======== Information shown ========
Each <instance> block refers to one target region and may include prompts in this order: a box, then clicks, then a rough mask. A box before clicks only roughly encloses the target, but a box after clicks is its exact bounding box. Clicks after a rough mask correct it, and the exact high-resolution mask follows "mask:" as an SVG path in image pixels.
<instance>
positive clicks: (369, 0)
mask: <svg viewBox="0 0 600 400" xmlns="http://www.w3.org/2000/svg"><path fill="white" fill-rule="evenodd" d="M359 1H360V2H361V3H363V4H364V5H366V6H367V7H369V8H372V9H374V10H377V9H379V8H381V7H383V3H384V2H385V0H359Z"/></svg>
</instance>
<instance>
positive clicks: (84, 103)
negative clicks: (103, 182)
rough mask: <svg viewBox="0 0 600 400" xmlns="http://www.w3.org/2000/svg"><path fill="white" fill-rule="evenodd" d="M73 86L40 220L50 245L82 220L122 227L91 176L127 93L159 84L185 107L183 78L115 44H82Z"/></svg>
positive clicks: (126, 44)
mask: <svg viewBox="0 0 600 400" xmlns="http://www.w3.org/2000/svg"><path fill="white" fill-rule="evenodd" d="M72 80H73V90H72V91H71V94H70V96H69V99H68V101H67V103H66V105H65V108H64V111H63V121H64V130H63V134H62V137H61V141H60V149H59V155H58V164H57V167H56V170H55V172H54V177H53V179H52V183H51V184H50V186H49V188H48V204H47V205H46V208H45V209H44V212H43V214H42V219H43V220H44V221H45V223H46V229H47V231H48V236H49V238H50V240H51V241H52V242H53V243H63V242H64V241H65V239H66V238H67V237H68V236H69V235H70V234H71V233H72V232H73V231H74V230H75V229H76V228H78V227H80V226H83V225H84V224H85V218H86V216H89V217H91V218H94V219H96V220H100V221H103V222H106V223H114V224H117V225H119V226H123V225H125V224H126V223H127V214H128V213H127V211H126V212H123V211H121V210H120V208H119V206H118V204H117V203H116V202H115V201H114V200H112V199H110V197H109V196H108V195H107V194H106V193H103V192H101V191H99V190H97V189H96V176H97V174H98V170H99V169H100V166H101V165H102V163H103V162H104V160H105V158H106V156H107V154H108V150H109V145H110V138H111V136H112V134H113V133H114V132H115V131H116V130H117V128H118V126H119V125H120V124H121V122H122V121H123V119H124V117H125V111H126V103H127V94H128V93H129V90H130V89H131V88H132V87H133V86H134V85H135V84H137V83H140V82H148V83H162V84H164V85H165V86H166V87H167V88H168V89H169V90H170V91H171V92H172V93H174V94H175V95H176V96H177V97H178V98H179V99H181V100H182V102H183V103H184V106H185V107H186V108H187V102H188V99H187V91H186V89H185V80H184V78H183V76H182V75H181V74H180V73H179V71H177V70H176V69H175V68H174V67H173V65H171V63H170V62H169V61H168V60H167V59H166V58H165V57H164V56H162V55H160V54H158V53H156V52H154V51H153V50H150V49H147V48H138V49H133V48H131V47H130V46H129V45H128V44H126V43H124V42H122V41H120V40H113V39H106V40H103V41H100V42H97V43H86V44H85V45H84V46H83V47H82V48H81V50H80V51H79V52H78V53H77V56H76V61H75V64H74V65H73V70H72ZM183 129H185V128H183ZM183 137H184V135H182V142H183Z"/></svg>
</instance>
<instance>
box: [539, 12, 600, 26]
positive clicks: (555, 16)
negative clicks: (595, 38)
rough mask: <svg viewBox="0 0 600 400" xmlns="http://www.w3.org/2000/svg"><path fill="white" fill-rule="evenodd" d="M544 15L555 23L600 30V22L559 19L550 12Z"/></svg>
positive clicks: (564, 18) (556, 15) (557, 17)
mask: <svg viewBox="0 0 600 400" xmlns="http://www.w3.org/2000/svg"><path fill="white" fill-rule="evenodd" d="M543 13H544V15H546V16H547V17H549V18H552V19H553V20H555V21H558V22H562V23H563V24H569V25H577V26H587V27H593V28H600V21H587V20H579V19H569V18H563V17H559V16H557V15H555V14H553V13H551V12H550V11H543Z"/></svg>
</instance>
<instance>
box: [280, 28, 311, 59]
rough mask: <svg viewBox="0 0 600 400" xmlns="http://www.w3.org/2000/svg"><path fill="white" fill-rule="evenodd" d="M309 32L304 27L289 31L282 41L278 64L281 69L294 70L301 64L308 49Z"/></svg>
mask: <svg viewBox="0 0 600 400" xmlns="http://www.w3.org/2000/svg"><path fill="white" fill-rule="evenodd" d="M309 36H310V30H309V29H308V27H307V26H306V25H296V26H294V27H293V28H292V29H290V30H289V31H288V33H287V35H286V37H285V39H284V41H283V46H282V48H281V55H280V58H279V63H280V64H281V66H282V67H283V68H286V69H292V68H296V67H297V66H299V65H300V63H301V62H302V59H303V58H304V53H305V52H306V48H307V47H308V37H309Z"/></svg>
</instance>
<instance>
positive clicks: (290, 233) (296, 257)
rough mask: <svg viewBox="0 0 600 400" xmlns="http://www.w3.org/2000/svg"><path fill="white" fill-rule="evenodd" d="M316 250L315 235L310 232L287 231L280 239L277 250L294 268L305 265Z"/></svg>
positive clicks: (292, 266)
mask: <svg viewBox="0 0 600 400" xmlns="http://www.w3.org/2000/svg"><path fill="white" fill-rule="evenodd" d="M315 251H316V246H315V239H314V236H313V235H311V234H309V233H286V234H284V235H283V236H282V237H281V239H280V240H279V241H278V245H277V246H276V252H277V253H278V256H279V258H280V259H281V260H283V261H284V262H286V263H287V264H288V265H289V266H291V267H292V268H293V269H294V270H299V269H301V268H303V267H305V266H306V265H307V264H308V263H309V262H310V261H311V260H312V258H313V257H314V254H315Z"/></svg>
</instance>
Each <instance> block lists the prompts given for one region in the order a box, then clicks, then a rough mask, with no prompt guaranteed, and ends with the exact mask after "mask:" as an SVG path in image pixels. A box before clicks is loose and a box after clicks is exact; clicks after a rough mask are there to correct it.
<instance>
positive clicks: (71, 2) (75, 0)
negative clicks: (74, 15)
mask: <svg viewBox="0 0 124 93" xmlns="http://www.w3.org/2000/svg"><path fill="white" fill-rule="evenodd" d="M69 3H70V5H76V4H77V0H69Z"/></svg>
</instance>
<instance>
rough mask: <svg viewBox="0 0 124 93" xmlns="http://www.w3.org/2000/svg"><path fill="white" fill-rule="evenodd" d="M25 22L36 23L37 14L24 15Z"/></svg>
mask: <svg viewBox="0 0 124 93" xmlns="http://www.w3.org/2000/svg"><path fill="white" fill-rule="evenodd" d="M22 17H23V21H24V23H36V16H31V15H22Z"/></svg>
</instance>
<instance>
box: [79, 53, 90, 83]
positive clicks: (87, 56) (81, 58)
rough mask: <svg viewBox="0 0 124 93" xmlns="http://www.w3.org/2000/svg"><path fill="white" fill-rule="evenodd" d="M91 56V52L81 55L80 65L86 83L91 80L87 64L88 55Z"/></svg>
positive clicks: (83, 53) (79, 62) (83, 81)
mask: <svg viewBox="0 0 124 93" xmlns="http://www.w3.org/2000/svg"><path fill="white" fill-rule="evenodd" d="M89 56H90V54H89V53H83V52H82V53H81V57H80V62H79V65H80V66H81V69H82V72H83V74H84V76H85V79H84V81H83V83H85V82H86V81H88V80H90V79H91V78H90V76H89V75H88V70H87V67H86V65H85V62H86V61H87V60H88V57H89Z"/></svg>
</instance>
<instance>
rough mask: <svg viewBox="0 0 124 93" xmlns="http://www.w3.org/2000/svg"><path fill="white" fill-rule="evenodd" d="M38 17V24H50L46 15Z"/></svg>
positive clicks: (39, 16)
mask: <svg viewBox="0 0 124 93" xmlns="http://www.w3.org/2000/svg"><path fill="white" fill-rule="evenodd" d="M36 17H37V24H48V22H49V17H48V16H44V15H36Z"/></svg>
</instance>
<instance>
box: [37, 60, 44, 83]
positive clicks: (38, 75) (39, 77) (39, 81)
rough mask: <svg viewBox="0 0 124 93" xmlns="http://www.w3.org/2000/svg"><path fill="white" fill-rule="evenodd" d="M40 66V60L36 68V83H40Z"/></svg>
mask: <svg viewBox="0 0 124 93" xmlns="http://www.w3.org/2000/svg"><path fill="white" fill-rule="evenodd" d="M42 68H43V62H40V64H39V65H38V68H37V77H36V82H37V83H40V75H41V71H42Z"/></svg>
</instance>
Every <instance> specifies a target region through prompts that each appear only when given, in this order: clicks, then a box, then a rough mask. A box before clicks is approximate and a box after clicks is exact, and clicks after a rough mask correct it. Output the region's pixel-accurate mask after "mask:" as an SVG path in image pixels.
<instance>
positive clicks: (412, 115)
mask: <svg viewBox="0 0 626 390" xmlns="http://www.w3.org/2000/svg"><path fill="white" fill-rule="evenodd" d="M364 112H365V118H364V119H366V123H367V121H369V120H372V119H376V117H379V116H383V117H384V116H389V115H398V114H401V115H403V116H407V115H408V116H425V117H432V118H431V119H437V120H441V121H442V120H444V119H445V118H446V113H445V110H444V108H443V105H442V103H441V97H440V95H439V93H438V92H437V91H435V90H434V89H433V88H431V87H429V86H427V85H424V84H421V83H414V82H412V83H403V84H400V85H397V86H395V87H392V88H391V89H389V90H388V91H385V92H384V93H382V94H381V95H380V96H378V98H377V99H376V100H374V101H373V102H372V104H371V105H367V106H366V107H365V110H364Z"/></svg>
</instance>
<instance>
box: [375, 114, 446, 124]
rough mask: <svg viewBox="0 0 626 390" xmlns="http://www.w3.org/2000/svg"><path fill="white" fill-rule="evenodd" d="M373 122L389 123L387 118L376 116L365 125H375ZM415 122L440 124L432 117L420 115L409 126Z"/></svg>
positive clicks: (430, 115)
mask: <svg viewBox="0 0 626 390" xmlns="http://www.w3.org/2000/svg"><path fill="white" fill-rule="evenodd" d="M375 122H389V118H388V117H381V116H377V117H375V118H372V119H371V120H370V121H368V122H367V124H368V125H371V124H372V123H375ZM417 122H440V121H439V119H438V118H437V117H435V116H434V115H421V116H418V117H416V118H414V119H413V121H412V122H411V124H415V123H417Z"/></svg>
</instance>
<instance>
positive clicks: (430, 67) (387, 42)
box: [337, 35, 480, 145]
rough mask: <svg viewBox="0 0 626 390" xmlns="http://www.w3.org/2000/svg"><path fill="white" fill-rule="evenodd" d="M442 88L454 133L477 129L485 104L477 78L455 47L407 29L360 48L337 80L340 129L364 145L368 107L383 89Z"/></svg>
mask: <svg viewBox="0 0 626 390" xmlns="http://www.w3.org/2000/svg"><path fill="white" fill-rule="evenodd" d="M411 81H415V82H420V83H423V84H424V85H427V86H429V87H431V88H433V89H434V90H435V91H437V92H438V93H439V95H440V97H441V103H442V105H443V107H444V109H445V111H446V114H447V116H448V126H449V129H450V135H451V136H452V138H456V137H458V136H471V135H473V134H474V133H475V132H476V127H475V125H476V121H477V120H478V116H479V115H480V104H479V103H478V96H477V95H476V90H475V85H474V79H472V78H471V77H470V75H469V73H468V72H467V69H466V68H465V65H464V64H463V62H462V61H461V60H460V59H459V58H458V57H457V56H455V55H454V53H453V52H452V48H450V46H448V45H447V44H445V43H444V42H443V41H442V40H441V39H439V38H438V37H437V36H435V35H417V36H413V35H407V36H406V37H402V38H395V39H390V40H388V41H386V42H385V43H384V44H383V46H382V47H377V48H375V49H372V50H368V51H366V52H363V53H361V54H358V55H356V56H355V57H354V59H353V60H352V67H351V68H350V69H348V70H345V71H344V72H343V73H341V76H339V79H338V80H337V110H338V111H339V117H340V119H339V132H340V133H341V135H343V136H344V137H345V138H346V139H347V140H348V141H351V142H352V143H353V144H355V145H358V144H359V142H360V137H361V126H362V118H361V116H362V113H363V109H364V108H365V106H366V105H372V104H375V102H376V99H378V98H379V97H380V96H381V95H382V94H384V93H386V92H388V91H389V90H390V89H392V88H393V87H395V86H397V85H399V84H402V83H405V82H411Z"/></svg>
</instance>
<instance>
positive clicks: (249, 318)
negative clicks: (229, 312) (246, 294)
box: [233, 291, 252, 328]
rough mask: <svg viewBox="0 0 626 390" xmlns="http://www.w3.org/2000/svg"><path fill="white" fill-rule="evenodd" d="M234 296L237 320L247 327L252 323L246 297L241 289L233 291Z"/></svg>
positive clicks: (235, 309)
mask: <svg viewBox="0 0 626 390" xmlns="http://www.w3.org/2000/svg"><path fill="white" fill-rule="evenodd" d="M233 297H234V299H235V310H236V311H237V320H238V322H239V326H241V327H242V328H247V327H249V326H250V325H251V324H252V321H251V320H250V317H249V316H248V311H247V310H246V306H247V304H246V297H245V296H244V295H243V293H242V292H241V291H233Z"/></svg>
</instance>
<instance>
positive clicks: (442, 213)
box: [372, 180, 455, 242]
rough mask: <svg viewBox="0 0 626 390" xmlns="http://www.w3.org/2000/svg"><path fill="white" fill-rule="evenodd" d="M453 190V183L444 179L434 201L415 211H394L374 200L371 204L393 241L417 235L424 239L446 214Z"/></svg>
========
### [What is expected]
Beginning with the first line of the entries, repeat each line exactly until you have reproduced the one containing "negative clicks: (103, 182)", and add nothing further.

### [Answer]
Each <instance> block refers to one target region and may include prompts in this order: a box, then clicks, then a rough mask. A box before clicks only roughly encloses the target, but a box after clicks is its exact bounding box. Clicks after a rough mask correct it, and the exact high-resolution mask follows "mask:" as an SVG path in image pixels.
<instance>
positive clicks: (369, 0)
mask: <svg viewBox="0 0 600 400" xmlns="http://www.w3.org/2000/svg"><path fill="white" fill-rule="evenodd" d="M359 1H360V2H361V3H363V4H364V5H366V6H367V7H369V8H372V9H374V10H377V9H379V8H381V7H383V3H384V2H385V0H359Z"/></svg>
</instance>
<instance>
positive clicks: (84, 103)
negative clicks: (103, 182)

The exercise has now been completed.